# TASK INPUT:
══════

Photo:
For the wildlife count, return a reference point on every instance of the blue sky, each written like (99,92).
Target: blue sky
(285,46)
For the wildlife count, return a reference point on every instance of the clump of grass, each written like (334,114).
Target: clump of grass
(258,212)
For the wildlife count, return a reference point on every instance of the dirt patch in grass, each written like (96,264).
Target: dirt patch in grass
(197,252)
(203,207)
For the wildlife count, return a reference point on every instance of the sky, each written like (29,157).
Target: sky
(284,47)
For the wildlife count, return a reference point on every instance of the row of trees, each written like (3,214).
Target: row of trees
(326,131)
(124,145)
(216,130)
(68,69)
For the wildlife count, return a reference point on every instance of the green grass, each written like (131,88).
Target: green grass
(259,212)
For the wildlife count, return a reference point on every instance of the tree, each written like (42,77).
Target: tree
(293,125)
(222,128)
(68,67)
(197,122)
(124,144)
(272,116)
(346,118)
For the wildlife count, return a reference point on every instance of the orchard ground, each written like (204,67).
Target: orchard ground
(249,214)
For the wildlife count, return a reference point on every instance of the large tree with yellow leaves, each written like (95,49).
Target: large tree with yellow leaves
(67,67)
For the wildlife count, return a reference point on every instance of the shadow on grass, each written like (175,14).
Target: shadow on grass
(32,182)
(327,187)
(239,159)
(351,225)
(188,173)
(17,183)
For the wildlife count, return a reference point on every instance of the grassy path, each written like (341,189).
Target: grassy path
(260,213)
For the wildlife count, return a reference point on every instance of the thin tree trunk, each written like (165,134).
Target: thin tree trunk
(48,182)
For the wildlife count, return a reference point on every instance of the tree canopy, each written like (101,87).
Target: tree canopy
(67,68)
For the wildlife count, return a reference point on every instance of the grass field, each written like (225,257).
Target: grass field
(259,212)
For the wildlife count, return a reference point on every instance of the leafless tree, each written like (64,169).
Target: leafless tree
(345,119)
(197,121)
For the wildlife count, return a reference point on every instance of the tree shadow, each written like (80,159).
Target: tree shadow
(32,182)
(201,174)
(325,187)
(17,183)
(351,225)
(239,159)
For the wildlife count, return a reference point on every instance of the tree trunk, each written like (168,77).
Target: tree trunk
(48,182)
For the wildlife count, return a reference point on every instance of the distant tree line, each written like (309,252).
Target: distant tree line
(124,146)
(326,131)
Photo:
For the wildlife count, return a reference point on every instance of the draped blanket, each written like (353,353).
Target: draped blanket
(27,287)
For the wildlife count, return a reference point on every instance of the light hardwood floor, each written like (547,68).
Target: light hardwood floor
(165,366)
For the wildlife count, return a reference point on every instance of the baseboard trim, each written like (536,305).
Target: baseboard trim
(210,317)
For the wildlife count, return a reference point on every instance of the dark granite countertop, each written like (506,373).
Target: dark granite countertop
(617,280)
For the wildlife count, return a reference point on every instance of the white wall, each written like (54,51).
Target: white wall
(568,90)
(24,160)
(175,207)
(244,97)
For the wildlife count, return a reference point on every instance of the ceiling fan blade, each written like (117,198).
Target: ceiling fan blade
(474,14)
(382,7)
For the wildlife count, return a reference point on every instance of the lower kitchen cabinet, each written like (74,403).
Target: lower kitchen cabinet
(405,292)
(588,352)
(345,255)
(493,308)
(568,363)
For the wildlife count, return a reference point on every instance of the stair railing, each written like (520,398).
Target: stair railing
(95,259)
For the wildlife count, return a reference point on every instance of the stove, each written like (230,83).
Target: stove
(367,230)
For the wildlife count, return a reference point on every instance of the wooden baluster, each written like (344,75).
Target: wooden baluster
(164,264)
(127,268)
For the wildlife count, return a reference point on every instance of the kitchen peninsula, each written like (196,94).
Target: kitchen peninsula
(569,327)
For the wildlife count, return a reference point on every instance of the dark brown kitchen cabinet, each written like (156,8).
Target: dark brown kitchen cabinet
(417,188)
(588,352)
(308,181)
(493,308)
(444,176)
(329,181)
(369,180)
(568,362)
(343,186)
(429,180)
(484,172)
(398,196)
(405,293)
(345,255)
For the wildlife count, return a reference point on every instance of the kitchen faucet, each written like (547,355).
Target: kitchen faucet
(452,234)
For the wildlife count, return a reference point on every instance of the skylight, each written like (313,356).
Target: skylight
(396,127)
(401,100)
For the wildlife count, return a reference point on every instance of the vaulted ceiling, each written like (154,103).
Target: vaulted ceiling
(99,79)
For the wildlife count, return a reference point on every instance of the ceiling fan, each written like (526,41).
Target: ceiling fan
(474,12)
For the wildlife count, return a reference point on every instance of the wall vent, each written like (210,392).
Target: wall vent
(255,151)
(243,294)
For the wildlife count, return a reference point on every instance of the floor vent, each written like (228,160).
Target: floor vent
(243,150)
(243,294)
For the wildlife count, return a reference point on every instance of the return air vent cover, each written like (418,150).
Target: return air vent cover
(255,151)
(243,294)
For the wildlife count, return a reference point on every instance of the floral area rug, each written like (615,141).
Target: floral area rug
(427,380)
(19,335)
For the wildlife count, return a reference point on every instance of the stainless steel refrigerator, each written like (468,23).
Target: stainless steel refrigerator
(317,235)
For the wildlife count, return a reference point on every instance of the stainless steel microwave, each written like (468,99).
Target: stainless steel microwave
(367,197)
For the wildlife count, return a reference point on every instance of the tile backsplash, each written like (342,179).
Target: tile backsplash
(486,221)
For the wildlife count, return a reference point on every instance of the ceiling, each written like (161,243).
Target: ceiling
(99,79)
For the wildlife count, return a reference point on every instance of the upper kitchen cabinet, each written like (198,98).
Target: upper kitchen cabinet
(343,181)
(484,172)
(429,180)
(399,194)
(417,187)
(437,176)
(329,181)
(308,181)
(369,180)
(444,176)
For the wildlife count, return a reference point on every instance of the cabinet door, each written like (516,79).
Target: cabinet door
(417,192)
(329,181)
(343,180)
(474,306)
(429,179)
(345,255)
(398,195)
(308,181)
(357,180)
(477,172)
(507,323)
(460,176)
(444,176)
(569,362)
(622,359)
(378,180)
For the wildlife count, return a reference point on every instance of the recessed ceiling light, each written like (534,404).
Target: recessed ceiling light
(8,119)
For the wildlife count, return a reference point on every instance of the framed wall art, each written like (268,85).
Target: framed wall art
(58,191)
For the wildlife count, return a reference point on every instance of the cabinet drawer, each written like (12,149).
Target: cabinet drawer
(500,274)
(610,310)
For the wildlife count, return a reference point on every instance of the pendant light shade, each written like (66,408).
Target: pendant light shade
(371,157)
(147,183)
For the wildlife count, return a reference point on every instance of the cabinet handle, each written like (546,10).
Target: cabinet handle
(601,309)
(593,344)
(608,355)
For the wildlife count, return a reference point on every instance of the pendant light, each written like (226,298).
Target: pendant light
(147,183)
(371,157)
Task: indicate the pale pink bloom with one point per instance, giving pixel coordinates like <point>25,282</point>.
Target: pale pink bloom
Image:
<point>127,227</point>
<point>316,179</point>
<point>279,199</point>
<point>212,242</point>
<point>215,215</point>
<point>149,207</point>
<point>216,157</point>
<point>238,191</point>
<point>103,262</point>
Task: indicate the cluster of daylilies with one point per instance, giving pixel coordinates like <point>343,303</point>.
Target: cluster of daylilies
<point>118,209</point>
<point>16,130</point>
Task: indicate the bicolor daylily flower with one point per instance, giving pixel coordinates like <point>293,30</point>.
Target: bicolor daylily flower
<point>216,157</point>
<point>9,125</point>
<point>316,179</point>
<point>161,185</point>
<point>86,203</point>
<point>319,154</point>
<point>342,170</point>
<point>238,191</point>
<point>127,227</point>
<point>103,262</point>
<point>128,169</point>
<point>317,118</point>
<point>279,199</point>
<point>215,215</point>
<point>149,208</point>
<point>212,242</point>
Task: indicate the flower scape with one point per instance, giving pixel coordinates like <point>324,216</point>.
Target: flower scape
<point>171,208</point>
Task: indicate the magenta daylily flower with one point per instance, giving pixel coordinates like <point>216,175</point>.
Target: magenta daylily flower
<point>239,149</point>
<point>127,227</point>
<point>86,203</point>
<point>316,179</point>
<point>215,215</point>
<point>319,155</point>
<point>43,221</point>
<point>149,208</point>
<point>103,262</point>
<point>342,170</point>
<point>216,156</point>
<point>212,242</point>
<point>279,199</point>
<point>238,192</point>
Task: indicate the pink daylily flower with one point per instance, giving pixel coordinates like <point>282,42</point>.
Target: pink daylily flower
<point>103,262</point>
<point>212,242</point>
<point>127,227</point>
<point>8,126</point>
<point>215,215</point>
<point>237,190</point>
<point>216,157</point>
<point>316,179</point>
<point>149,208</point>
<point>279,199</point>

══════

# TASK DETAILS:
Copy exactly, and only, the lines from the one containing "Task: indicate the flower" through the last line of the listing.

# TASK SOLUTION:
Task: indicate the flower scape with one point per instance, giving pixel coordinates like <point>324,216</point>.
Target: flower scape
<point>171,208</point>
Task: indicate the magenta daylily flower with one point per instance, giving pixel coordinates like <point>216,175</point>.
Target: magenta daylily flower
<point>239,149</point>
<point>127,227</point>
<point>86,203</point>
<point>316,179</point>
<point>215,215</point>
<point>319,155</point>
<point>43,221</point>
<point>149,208</point>
<point>103,262</point>
<point>342,170</point>
<point>216,156</point>
<point>212,242</point>
<point>279,199</point>
<point>238,192</point>
Task: indicate the pink daylily flower with one point per instance, giving pixel coordinates like <point>282,42</point>.
Target: pink daylily flower
<point>103,262</point>
<point>212,242</point>
<point>127,227</point>
<point>8,126</point>
<point>215,215</point>
<point>237,190</point>
<point>216,157</point>
<point>316,179</point>
<point>149,208</point>
<point>279,199</point>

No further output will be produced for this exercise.